**Exercise aim:**
Could you rewrite the lines below, starting at the line containing "Find the ceiling" and running through the end of the lines, with "chrome faucet" changed to "silver faucet" and everything else left as is?

[Start Data excerpts]

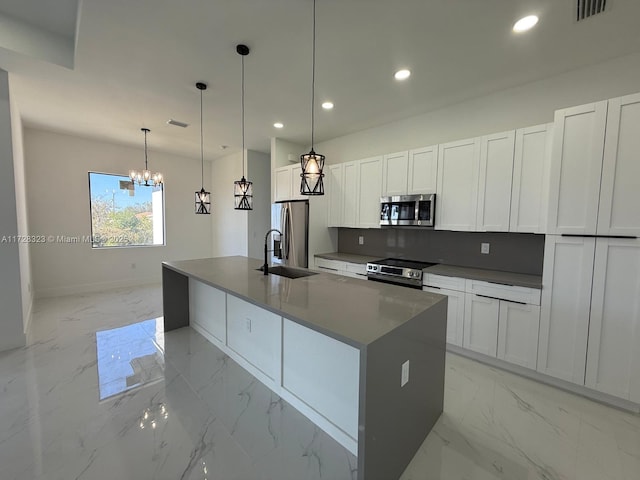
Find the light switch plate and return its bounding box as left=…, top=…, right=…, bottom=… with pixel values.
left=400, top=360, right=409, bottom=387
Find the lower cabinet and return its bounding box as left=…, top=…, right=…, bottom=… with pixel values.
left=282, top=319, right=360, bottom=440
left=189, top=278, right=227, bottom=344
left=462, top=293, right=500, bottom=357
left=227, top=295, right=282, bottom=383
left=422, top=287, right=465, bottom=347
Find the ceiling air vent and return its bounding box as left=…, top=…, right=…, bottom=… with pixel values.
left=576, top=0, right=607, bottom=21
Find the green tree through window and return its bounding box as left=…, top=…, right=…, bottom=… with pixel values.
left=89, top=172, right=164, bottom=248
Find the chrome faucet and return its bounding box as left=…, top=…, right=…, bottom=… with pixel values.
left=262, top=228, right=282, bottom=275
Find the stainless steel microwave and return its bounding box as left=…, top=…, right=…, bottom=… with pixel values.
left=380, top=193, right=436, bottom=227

[End Data excerpts]

**Answer in full:**
Find the ceiling air vent and return its bounding box as left=…, top=…, right=…, bottom=… with pixel values.
left=576, top=0, right=607, bottom=21
Find the green tree through window and return its bounding box as left=…, top=…, right=…, bottom=… with pixel values.
left=89, top=172, right=164, bottom=248
Find the silver faucet and return its bounding box as left=…, top=…, right=…, bottom=… with pixel values.
left=262, top=228, right=282, bottom=275
Find the stainless steel microwave and return its bounding box as left=…, top=…, right=…, bottom=… with pixel values.
left=380, top=193, right=436, bottom=227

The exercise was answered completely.